TRECHO DO DOCUMENTO:
************
4. A conversão Ecológica

4. A conversão Ecológica

Desde pequenos gestos às grandes iniciativas, é urgente nos conscientizar sobre o nosso estar sobre esta terra, numa verdadeira conversão ecológica.

Frei Oton da Silva Araújo Júnior, ofm

Neste curto itinerário, estamos percebendo que a compreensão que a Igreja hoje tem de conversão vai se ampliando para além do âmbito pessoal, do Sacramento da Penitência, mas se alarga para a dimensão comunitária e estrutural da Igreja, chegando a propor um novo modo de habitar nosso Planeta, nossa Casa Comum.

Se para falarmos da conversão pastoral nossas referências foram o Documento de Aparecida e a Evangelii Gaudium, para refletir sobre a conversão socioambiental nosso olhar se volta para a Laudato Si e todo o movimento gerado a partir daí.
************
TAREFAS A REALIZAR:
A. No texto sobre a conversão ecológica, para qual documento se volta o olhar ao refletir sobre a conversão socioambiental?
B. Por favor, extraia do texto sobre a conversão ecológica o trecho entre "Frei Oton da" e "nossa Casa Comum.", inclusive.
As entradas são um material à parte, sem relação com o texto.

INFORMAÇÕES REGISTRADAS:
************
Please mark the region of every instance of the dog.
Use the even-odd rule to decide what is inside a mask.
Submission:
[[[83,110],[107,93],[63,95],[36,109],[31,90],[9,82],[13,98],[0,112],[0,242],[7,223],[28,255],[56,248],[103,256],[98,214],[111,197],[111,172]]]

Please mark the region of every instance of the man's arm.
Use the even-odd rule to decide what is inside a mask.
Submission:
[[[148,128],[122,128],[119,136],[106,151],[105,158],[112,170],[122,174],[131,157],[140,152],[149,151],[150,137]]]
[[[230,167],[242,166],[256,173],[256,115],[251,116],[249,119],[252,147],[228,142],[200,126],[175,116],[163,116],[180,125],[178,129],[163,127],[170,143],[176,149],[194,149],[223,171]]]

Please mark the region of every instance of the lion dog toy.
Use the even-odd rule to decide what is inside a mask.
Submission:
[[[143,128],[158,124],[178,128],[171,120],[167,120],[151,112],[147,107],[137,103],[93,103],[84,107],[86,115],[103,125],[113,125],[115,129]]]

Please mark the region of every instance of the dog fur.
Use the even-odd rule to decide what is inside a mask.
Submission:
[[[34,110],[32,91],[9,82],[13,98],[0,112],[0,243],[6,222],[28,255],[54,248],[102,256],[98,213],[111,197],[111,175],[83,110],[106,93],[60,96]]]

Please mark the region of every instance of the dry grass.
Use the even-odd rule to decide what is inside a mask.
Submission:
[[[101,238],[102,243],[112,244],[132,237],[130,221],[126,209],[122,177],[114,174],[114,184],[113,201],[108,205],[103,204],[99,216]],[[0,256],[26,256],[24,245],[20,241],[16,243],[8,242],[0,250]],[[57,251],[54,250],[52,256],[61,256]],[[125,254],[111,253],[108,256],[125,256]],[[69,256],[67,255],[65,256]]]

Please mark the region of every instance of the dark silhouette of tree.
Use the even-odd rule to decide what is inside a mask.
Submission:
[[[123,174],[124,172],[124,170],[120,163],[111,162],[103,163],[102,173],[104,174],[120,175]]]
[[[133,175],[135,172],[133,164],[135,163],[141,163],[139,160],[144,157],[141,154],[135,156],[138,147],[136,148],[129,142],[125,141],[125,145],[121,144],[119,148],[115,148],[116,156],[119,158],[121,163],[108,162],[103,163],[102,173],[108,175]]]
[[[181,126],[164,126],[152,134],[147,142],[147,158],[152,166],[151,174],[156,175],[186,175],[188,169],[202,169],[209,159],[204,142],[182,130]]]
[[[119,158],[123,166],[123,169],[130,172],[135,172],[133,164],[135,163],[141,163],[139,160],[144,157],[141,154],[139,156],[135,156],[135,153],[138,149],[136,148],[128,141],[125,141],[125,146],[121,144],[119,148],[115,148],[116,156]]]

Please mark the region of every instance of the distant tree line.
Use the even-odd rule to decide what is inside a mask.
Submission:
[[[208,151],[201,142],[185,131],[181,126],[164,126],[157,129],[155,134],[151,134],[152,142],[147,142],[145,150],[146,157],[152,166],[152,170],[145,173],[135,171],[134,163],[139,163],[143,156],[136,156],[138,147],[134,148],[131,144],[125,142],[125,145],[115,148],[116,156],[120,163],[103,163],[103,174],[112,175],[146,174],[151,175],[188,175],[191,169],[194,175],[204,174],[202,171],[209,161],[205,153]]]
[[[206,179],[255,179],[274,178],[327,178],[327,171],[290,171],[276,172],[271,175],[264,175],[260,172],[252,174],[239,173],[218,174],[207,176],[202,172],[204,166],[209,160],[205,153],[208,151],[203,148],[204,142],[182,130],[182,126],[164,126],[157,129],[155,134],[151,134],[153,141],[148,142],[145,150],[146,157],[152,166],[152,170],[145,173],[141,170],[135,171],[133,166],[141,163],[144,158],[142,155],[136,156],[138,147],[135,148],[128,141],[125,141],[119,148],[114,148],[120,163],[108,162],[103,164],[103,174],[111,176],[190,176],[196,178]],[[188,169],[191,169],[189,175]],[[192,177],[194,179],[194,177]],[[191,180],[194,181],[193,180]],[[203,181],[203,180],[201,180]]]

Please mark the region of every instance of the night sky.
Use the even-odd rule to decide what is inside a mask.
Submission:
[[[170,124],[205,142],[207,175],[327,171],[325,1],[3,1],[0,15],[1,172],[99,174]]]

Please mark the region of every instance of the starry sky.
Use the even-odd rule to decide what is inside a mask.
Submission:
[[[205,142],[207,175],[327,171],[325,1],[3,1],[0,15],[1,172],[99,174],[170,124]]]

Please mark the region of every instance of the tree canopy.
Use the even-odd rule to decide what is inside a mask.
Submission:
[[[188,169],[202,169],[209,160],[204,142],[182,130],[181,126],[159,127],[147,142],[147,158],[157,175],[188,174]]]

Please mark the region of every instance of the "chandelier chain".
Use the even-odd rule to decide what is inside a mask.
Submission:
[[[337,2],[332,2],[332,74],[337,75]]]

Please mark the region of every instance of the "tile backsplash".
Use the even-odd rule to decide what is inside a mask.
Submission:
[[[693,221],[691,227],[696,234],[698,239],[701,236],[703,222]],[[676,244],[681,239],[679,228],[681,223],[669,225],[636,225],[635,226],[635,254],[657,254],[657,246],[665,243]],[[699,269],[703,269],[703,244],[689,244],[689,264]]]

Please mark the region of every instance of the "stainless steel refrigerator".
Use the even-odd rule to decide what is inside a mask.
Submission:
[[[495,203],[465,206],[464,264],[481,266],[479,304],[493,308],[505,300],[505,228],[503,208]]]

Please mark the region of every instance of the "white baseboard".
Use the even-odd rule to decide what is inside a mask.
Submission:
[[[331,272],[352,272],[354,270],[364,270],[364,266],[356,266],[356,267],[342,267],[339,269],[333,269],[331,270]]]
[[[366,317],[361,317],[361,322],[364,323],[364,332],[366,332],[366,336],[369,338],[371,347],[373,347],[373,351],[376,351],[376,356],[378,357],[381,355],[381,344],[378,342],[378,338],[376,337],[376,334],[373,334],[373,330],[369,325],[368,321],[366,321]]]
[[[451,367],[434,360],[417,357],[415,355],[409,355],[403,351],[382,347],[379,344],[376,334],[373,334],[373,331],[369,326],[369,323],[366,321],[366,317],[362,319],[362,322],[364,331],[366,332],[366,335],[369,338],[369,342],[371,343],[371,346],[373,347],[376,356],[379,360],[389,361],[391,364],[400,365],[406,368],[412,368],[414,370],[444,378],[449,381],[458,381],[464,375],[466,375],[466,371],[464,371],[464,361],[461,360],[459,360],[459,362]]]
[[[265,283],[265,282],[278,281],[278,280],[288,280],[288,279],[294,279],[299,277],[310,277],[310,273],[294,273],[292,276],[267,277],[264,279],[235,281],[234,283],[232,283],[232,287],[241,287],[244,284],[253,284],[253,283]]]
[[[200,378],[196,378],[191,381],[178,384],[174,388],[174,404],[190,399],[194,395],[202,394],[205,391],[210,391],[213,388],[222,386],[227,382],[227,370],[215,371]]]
************
RESULTADOS DO EXERCÍCIO:
A. Para a Laudato Si.

B.
Frei Oton da Silva Araújo Júnior, ofm

Neste curto itinerário, estamos percebendo que a compreensão que a Igreja hoje tem de conversão vai se ampliando para além do âmbito pessoal, do Sacramento da Penitência, mas se alarga para a dimensão comunitária e estrutural da Igreja, chegando a propor um novo modo de habitar nosso Planeta, nossa Casa Comum.